Exercise description - Please carry on the account below of the Milton Roy metering pumps chosen for the job, writing what comes after its last sentence.

Reading passage below:

In selecting the right type of metering pump, the operator considered a number of factors, starting with a modular and configurable design that could include different liquid end options. They also required variable stroke length, and adjustable flow capabilities, to be able to address the wide range of flow assurance chemicals and corrosion inhibitors required at the job site.
After a comprehensive evaluation, four sets of Milton Roy Primeroyal triplex metering pumps were selected, and an additional twenty API pumps were delivered to provide injections for corrosion/wax/scale inhibitors and demulsifiers.
The packed plunger liquid end offers the best performance when net-positive inlet pressure is an issue.
A series of modifications were required to address the operator's requirements. These included the ability to accurately dose monoethylene glycol (MEG) and other corrosion inhibitors to the required depth of 3,200 feet – and they also needed the capability to withstand pressures of up to 579 bar (8,397 PSI) with flow rates up to 1,200 liters/hour.
At the customer's request, the Primeroyal pumps were fitted with Milton Roy's latest Packed Plunger NX Liquid End, which is specifically designed to reach higher pressures and higher flow rates. The packed plunger liquid end is best suited for projects where net-positive inlet pressure is an issue. With the packed plunger liquid end, the plunger comes in direct contact with the process fluid to provide efficient handling of viscous fluids. The liquid end is designed to handle temperatures as high as 315°C (600°F), with pressures up to 1,000 bar (14,504 PSI). The plunger has a field-tested track record of providing more than 20,000 hours of continuous operation with limited maintenance.
Milton Roy's engineers also made adjustments to the pump's variable eccentric drive. Because of the pump's broad turndown capabilities, the engineers were able to make a series of drive and stroke adjustments to achieve the 1,200 L/H that were required by the operator.

End of Reading passage.
Source information below:

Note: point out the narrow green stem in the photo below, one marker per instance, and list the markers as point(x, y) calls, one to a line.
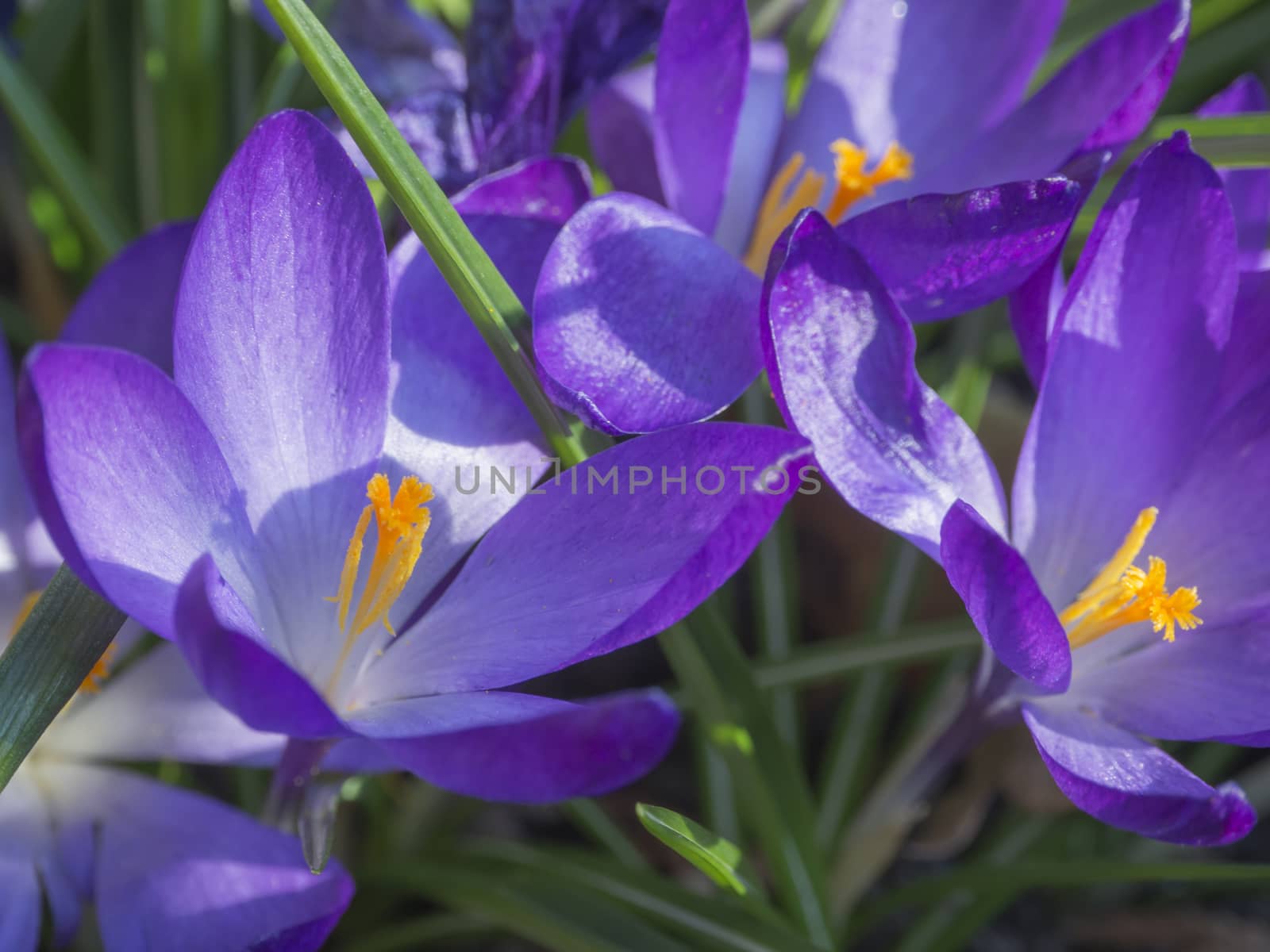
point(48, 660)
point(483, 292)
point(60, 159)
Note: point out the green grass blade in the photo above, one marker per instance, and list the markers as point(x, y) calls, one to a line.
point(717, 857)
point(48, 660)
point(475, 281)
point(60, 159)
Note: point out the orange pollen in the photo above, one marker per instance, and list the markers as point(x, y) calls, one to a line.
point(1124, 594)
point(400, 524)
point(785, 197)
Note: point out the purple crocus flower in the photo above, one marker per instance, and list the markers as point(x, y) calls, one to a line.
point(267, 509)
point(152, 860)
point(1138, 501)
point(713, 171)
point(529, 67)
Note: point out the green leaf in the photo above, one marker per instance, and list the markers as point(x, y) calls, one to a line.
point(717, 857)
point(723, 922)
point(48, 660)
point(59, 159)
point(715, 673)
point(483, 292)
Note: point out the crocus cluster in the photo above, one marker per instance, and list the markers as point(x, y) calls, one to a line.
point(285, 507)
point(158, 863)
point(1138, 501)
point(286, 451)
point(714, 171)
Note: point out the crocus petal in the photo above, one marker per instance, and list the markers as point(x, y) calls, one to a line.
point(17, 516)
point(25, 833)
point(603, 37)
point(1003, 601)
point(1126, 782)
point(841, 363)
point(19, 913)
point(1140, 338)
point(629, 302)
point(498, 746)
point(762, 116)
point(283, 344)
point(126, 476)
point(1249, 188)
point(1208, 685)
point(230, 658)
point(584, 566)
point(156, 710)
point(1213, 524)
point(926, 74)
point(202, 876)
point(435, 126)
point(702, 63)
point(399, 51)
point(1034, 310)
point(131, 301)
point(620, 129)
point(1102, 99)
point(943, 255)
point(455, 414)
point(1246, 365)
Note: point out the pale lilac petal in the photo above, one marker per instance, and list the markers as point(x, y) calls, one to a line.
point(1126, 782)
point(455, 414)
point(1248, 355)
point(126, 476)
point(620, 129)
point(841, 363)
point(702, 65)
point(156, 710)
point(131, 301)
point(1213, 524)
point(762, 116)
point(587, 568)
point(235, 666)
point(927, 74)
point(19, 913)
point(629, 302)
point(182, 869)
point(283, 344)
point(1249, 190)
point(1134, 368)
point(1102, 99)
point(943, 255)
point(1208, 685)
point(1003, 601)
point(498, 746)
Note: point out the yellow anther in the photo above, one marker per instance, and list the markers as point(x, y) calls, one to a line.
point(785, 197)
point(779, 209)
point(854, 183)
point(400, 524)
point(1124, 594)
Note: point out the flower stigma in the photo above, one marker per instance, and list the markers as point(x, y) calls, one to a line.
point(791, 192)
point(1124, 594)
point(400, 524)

End of Source information.

Solved exercise -
Technology and testing
All of the modifications and testing were completed at Milton Roy's manufacturing facility in France. Its in-house testing facility performed a number of API 675 tests, including Net Positive Suction Head (NPSH) tests, and hydrostatic tests that exceeded pressures required for the project (up to 955 bar). They also ran steady state accuracy, linearity and repeatability tests from 10 to 100% flow rates, and custom modifications were made to collect leakage from the plunger and return it to the suction line. As a result, the pumps ensure zero external leakage for up to 20,000 hours.
Through a long and trusted relationship with the Engineering and Procurement Contractor (EPC), Milton Roy's engineering team was able to get involved at the outset of this project. The successful delivery illustrates the value of detailed planning, a thorough understanding of project requirements, customization to create a tailored solution, and comprehensive testing to ensure that the modifications made successfully addressed the operator's requirements.
A part of the first deepwater oil and gas project in Indonesia, and with the equipment in place, the field is designed to produce 115 Million Standard Cubic Feet per Day (MMSCFD) and will be processed from a floating production unit (FPU).
The project and other gas condensate fields in Indonesia's western ocean basins will play a vital role serving Indonesia's growing domestic energy consumption needs, and companies like Milton Roy will continue to provide the innovation and the technology needed to help meet these needs.